◆ Work to do
Give the entries again exactly, every one of them.

-- START OF Data rows --

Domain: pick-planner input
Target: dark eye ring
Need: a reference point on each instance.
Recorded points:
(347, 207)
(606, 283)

-- END OF Data rows --

◆ Solution
Domain: pick-planner input
Target: dark eye ring
Need: a reference point on each instance.
Recorded points:
(347, 207)
(606, 283)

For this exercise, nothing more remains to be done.